Write out every record in full, keeping each character exactly as it is.

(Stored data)
○ ○ ○ ○ ○ ○ ○
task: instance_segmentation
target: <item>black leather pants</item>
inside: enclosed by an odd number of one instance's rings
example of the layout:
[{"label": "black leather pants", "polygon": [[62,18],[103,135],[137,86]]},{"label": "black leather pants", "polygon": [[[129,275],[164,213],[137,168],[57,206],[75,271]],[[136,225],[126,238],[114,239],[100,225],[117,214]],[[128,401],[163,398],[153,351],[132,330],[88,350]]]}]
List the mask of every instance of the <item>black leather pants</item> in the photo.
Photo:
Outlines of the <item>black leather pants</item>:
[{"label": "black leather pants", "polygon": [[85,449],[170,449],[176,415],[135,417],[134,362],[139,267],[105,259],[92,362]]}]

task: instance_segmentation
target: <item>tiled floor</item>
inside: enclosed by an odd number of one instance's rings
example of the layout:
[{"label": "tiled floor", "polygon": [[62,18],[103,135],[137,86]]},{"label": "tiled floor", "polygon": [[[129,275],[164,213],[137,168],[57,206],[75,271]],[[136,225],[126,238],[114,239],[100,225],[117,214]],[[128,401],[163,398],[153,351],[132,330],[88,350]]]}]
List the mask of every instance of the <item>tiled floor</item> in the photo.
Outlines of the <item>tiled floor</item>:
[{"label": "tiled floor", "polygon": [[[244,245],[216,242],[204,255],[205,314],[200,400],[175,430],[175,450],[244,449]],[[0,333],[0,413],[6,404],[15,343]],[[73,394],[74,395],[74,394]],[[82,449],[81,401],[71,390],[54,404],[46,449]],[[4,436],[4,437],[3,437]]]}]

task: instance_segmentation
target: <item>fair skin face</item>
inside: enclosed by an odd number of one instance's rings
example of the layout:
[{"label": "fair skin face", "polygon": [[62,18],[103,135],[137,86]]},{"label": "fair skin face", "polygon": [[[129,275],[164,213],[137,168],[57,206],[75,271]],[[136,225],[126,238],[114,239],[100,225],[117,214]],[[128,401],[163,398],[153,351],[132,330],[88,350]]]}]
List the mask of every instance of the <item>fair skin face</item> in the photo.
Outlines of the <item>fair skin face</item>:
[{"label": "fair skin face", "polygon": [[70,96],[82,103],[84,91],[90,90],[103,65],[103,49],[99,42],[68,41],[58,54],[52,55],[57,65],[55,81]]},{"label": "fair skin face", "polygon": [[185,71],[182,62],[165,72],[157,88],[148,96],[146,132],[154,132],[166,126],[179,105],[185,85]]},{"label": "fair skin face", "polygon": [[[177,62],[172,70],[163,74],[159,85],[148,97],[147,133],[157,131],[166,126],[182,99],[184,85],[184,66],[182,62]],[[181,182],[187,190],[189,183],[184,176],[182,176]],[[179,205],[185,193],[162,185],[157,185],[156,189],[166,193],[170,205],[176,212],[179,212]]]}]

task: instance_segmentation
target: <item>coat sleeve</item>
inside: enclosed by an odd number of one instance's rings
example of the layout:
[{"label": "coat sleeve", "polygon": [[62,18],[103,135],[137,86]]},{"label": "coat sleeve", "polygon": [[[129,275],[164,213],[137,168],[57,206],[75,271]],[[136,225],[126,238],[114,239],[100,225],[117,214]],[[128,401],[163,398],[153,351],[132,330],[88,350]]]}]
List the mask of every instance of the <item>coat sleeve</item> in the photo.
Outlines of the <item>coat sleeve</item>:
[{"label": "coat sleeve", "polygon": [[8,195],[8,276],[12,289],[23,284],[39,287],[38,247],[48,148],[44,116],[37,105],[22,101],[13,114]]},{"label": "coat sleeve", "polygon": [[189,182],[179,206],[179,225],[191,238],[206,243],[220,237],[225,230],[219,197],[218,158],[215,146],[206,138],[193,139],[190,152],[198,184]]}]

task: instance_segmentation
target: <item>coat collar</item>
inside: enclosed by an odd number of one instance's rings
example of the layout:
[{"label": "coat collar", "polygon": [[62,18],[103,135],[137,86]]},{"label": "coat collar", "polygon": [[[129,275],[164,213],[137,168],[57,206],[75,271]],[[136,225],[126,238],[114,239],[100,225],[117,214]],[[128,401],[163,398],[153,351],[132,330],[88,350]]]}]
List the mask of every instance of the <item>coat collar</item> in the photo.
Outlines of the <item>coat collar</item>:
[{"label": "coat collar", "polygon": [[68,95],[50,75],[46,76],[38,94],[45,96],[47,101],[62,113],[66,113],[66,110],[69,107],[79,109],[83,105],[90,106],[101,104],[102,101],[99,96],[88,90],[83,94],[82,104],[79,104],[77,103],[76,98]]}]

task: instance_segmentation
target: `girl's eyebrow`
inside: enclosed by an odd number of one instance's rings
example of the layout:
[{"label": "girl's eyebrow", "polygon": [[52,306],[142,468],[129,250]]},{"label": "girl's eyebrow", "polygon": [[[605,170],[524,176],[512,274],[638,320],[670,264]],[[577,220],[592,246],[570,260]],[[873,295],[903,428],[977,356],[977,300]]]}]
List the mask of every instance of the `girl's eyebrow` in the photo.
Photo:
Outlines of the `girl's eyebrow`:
○ ○ ○ ○ ○ ○ ○
**OUTPUT OF THE EXERCISE**
task: instance_segmentation
target: <item>black leather pants</item>
inside: enclosed by an odd number of one instance's rings
example of the layout:
[{"label": "black leather pants", "polygon": [[62,18],[103,135],[137,86]]},{"label": "black leather pants", "polygon": [[[129,275],[164,213],[137,168],[57,206],[75,271]],[[136,225],[126,238],[114,239],[100,225],[117,214]],[[128,401],[163,398],[153,351],[132,330],[88,350]]]}]
List the mask of every instance of the <item>black leather pants</item> in the photo.
Photo:
Outlines of the <item>black leather pants</item>:
[{"label": "black leather pants", "polygon": [[85,449],[170,449],[176,415],[135,417],[134,362],[139,267],[105,259],[92,362]]}]

task: instance_segmentation
target: <item>tiled floor</item>
inside: enclosed by an odd number of one instance's rings
example of the layout:
[{"label": "tiled floor", "polygon": [[62,18],[103,135],[137,86]]},{"label": "tiled floor", "polygon": [[[129,275],[164,213],[137,168],[57,206],[75,271]],[[136,225],[126,238],[114,239],[100,225],[117,214]],[[128,401],[163,398],[153,351],[132,330],[88,350]]]}]
List the mask of every instance of the <item>tiled floor</item> in the photo.
Outlines of the <item>tiled floor</item>:
[{"label": "tiled floor", "polygon": [[[244,245],[216,242],[204,255],[205,314],[200,400],[175,430],[175,450],[244,449]],[[0,333],[0,413],[6,404],[15,343]],[[73,394],[74,395],[74,394]],[[82,449],[81,401],[71,390],[54,404],[46,449]],[[4,436],[4,437],[3,437]]]}]

task: instance_segmentation
target: <item>fair skin face</item>
inside: enclosed by an odd number of one instance's rings
example of the layout:
[{"label": "fair skin face", "polygon": [[62,18],[103,135],[137,86]]},{"label": "fair skin face", "polygon": [[[129,275],[164,213],[137,168],[57,206],[75,271]],[[136,225],[126,238],[114,239],[100,225],[117,214]],[[128,401],[163,398],[153,351],[132,330],[88,350]]]}]
List the mask of every instance of the <item>fair skin face</item> in the photo.
Outlines of the <item>fair skin face</item>:
[{"label": "fair skin face", "polygon": [[70,96],[82,103],[84,91],[90,90],[103,65],[103,49],[99,42],[68,41],[58,54],[52,55],[57,65],[55,81]]},{"label": "fair skin face", "polygon": [[185,71],[182,62],[165,72],[157,88],[148,96],[146,132],[154,132],[166,126],[179,105],[185,85]]},{"label": "fair skin face", "polygon": [[[177,62],[172,70],[163,74],[159,85],[148,97],[147,133],[157,131],[166,126],[182,99],[184,85],[184,66],[182,62]],[[181,182],[187,190],[189,183],[184,176],[182,176]],[[179,205],[185,193],[162,185],[157,185],[156,189],[166,193],[170,205],[176,212],[179,212]]]}]

task: instance_segmentation
target: <item>coat sleeve</item>
inside: enclosed by an odd number of one instance's rings
example of the layout:
[{"label": "coat sleeve", "polygon": [[62,18],[103,135],[137,86]]},{"label": "coat sleeve", "polygon": [[[129,275],[164,213],[137,168],[57,206],[75,271]],[[136,225],[126,238],[114,239],[100,225],[117,214]],[[128,401],[163,398],[153,351],[132,330],[88,350]]]}]
List the mask of every instance of the <item>coat sleeve</item> in the photo.
Outlines of the <item>coat sleeve</item>:
[{"label": "coat sleeve", "polygon": [[8,195],[8,276],[12,289],[23,284],[39,287],[38,247],[48,148],[44,116],[37,105],[22,101],[13,114]]},{"label": "coat sleeve", "polygon": [[189,182],[179,206],[179,225],[191,238],[206,243],[220,237],[225,230],[219,197],[218,158],[215,146],[206,138],[193,139],[190,152],[198,184]]}]

task: instance_segmentation
target: <item>coat collar</item>
inside: enclosed by an odd number of one instance's rings
example of the layout:
[{"label": "coat collar", "polygon": [[62,18],[103,135],[137,86]]},{"label": "coat collar", "polygon": [[[129,275],[164,213],[137,168],[57,206],[75,271]],[[136,225],[126,238],[114,239],[100,225],[117,214]],[[128,401],[163,398],[153,351],[132,330],[88,350]]]}]
List the mask of every instance of the <item>coat collar</item> in the photo.
Outlines of the <item>coat collar</item>:
[{"label": "coat collar", "polygon": [[68,95],[50,75],[46,76],[38,94],[45,96],[47,101],[62,113],[66,113],[66,110],[69,107],[79,109],[83,105],[90,106],[101,104],[102,101],[99,96],[88,90],[83,94],[82,104],[79,104],[77,103],[76,98]]}]

task: instance_segmentation
target: `girl's eyebrow`
inside: enclosed by an odd number of one instance's rings
example of the layout:
[{"label": "girl's eyebrow", "polygon": [[52,306],[142,468],[129,250]]},{"label": "girl's eyebrow", "polygon": [[[605,170],[524,176],[512,274],[638,320],[670,264]],[[577,220],[592,246],[570,260]],[[873,295],[903,428],[977,356],[977,300]]]}]
List the mask of every instance of the `girl's eyebrow` in the photo.
Photo:
Outlines of the `girl's eyebrow`:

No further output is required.